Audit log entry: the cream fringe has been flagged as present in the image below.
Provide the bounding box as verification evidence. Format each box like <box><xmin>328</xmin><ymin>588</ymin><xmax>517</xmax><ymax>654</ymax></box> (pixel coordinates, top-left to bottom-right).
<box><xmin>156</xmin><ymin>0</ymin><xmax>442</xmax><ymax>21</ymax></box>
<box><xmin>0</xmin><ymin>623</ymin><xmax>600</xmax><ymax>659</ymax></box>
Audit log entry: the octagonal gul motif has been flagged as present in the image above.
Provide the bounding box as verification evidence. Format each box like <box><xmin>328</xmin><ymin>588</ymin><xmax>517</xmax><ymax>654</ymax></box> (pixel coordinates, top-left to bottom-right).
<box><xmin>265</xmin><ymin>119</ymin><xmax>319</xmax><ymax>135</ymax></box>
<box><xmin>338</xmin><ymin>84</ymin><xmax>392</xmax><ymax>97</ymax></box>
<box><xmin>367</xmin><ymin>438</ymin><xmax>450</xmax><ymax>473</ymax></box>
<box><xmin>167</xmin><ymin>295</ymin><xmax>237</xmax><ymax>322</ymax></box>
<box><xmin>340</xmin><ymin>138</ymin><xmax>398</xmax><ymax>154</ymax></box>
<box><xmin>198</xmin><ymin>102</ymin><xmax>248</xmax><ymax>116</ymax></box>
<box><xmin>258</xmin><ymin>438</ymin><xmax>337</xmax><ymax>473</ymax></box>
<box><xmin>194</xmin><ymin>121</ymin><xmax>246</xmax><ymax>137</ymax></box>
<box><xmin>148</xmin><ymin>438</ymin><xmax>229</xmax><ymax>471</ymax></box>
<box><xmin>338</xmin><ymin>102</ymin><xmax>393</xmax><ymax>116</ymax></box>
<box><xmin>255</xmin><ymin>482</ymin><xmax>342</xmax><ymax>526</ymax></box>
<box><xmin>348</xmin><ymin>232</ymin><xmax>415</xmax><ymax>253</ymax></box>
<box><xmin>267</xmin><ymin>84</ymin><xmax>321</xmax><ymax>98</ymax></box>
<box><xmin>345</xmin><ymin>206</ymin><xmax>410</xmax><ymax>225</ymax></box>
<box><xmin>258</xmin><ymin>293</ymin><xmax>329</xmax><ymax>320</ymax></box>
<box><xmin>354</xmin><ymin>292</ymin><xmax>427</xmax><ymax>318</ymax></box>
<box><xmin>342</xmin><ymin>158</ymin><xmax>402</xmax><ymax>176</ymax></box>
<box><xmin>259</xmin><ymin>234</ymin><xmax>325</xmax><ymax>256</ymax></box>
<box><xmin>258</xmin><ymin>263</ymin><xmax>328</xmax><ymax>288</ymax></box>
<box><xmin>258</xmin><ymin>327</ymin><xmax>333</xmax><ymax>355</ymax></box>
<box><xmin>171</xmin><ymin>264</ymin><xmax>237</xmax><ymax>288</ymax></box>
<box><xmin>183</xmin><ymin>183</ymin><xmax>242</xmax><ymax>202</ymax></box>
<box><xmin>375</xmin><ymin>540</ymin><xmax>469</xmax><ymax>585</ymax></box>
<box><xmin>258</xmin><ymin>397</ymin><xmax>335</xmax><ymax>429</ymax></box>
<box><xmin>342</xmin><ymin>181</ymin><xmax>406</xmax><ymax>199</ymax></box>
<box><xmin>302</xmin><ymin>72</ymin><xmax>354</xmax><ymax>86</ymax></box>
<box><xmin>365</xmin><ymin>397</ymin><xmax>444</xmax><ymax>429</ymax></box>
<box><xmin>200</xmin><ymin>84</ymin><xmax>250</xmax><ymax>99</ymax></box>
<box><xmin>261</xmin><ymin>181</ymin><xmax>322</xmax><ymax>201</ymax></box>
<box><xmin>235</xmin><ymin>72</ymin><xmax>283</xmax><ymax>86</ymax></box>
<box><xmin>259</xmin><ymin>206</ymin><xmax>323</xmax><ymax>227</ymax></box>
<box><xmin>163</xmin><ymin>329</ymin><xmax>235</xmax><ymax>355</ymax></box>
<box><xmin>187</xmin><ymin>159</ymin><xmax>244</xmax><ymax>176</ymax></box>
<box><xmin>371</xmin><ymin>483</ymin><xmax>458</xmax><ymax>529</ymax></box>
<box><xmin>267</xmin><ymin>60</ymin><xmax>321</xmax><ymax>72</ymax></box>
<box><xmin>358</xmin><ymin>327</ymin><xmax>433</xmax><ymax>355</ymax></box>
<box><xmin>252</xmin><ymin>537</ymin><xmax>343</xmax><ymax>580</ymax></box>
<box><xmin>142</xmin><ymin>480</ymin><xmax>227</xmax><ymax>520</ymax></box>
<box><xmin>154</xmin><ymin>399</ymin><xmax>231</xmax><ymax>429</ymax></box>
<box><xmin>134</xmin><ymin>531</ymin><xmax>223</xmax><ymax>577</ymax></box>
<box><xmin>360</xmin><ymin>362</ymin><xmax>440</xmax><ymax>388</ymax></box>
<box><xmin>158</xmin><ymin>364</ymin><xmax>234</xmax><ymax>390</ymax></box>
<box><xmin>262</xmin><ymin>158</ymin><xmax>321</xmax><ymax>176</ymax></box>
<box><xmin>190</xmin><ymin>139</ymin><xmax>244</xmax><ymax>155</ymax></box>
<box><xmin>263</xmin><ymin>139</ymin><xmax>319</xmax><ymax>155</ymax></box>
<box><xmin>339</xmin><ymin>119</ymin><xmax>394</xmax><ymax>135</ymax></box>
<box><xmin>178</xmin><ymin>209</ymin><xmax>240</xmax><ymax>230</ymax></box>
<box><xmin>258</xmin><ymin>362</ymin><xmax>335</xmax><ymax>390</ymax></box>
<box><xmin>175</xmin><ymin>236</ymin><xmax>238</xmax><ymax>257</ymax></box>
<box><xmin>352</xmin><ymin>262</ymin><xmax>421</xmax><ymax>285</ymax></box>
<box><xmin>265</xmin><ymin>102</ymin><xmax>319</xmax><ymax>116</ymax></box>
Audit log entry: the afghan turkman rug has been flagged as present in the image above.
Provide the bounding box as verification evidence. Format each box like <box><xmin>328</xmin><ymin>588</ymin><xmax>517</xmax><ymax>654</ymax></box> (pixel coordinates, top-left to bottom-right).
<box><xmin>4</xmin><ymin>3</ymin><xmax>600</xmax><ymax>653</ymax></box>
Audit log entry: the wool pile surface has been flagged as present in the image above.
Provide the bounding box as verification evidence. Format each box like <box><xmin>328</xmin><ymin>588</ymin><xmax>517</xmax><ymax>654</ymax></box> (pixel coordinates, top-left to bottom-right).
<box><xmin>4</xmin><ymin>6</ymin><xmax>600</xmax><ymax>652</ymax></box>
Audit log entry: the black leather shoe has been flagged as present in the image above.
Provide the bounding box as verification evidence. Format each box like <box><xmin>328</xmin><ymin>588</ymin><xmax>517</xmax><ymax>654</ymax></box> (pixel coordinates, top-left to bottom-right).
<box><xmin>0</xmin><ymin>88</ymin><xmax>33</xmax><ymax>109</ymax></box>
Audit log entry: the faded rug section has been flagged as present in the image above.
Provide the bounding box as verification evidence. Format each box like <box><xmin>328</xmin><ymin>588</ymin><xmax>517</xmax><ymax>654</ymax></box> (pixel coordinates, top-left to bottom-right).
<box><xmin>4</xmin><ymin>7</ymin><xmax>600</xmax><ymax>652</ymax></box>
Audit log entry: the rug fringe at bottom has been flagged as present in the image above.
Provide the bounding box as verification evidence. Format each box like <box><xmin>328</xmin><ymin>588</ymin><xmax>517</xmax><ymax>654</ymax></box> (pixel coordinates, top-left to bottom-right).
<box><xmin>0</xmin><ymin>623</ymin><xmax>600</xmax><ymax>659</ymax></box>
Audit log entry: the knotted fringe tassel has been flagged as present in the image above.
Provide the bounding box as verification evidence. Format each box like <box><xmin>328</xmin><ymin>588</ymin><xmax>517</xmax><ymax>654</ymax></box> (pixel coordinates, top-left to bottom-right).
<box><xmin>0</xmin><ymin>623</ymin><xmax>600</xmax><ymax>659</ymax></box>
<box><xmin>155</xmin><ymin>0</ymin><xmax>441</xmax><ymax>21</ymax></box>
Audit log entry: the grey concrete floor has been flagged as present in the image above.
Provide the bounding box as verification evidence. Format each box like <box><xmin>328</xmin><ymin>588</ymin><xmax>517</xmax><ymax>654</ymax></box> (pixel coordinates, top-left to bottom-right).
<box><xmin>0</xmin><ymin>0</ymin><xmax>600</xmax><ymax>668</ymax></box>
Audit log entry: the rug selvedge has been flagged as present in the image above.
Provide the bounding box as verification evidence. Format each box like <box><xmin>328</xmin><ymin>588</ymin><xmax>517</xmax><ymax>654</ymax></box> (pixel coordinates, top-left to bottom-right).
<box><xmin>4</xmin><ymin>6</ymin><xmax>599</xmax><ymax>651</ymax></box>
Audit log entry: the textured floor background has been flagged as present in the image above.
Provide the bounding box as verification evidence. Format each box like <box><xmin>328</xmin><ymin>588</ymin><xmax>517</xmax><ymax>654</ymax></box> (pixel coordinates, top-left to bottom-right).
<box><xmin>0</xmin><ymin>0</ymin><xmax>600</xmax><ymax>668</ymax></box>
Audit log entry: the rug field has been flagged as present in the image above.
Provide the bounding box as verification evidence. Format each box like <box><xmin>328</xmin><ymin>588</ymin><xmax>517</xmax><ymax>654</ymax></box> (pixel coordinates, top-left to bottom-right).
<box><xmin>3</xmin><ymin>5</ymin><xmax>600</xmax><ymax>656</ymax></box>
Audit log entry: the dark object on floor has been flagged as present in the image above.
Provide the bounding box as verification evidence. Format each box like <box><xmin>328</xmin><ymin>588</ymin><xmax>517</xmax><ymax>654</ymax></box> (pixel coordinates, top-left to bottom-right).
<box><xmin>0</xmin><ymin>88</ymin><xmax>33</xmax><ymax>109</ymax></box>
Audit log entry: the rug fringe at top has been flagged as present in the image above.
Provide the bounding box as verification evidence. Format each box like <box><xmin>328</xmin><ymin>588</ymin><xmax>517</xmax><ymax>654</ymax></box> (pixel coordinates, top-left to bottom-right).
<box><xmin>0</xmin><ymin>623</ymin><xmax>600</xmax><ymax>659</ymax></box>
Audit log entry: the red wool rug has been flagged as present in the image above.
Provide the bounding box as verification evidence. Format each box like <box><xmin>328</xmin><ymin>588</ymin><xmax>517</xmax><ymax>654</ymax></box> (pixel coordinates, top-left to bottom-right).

══════

> **Task requirements**: State how many lines of the records above contain the string "fringe". Give only the number.

> **Result of the exercise**: 4